The problem:
What follows is a block of records; reproduce all of it verbatim.
────
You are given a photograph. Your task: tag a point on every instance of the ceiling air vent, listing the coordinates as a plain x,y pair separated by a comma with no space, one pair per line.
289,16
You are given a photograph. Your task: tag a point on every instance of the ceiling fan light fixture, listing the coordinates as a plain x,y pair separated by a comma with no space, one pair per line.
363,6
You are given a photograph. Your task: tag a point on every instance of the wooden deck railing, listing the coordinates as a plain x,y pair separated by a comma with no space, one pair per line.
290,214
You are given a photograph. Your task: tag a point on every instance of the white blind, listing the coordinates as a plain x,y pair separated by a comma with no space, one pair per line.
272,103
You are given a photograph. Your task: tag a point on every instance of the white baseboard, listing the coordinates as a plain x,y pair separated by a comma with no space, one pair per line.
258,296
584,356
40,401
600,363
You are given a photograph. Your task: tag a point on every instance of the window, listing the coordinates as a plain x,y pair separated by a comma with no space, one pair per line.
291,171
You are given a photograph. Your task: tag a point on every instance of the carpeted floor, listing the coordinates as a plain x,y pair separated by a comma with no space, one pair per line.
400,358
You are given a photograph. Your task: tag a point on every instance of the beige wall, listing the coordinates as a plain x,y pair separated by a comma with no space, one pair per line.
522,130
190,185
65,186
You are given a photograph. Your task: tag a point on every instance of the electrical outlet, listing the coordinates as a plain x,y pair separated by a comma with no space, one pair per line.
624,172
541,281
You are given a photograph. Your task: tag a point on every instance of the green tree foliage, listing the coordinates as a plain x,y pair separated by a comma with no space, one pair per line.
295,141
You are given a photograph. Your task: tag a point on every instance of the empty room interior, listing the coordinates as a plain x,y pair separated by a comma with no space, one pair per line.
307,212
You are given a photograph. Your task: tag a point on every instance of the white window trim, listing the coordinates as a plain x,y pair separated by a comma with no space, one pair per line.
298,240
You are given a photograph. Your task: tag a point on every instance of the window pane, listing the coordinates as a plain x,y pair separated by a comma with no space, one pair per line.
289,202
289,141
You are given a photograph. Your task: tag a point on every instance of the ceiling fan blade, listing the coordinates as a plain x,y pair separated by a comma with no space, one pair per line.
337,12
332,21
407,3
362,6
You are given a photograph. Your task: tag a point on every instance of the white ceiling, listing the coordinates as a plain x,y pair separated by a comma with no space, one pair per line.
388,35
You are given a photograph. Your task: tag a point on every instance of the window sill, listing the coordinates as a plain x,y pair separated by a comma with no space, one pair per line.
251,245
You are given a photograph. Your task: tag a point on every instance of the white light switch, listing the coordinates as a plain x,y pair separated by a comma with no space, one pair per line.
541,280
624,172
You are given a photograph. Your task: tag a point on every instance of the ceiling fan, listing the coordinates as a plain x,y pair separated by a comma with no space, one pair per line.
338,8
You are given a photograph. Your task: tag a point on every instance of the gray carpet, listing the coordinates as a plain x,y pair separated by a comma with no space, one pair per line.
────
Exercise answer:
You are given a photograph. Your task: tag a point on every instance of the ceiling air vent, listing the coordinates as a plain x,y pair separated by a comma with no space, one pair per line.
289,16
You are given a photograph. Your task: tag a point on every instance of the ceiling fan light fixture, listing the coordinates as a plain x,y pair separated by a comma with no space, one pair per line.
363,6
You are given a photograph. Your task: tag a point on every instance of the wooden deck railing, listing the coordinates as a plain x,y pair separated by a comma with no space, one pair per line.
290,214
You are given a photograph. Your task: tag a point on every instance of the white blind, listing the coordinates as a plain x,y pair separated by a comma with no space, one pair per line.
272,103
You are given a photograph. Your task: tag a point on every instance of the white baseboard, listing the coordinates as a plain x,y pair separated by a comma with no space, one pair per line.
258,296
584,356
40,401
600,363
You are given a photograph. Your task: tag a point on every instance of the window, listing the coordinates as a plain x,y pair separated by a comma with no space, one pair per line.
291,171
You are given a photograph. Your task: tag a point on every instance of the carpeted floor, listing the coordinates as a plain x,y pair separated by a comma with no space, one pair per line.
400,358
You are given a photograph. Your task: tag a point on every instance of the beige wall, listing the coordinates as a plain x,y pair separated by a comma with no space, one pair per line.
522,130
190,185
65,186
You are given a photograph. Your task: tag a point on every instance of the electrical outlet, listing the coordinates as a plain x,y pair separated by a comma with no space, one pair per line.
624,172
541,281
You are given a photograph. Your task: tag a point on every instance of the green tree foliage, listing the coordinates as a plain x,y pair separated by a comma with no space, one pair per line.
295,141
You are given a photograph. Your task: tag a point on every instance of the empty room interior, listing the coordinates as a plain x,y pair separated by a comma with no space, one pair per line.
307,212
You are given a photograph. Your task: tag a point on every instance of the white window trim, listing the coordinates as a plain x,y pair separated by a comma with no space, one pair per line.
298,240
You are given a photograph. Your task: tag a point on every instance of the window pane, listing the coordinates as a plain x,y pair separated by a comma with no space, one pair per line.
289,202
289,141
You are given a photograph. Your task: tag a point on every instance of the ceiling fan blade, listing the coordinates as a plain x,y pair separated by a comma with no space, one pair per line.
337,12
332,21
407,3
362,6
You are given a photograph. Your task: tag a point on every instance of the white ceiling, listing the coordinates as a plain x,y pair separated by a comma with no space, one pair per line.
388,35
You are given a photograph. Your task: tag a point on every instance of the window sill, listing the coordinates as a plain x,y pair separated by a comma with no space, one pair per line.
251,245
You are given a photograph. Your task: tag a point on every instance of the white light switch, listing the coordinates as a plain x,y pair separated by a comma with no space, one pair per line.
541,280
624,172
You are given a photograph. Your task: tag a point on every instance of the ceiling fan, listing the coordinates as a plain x,y pair separated by a comma with no space, one pair per line.
338,8
You are given a photograph. Your task: tag a point on every instance of the gray carpet, listing the coordinates as a plain x,y pair separated by a comma with no space, one pair per line.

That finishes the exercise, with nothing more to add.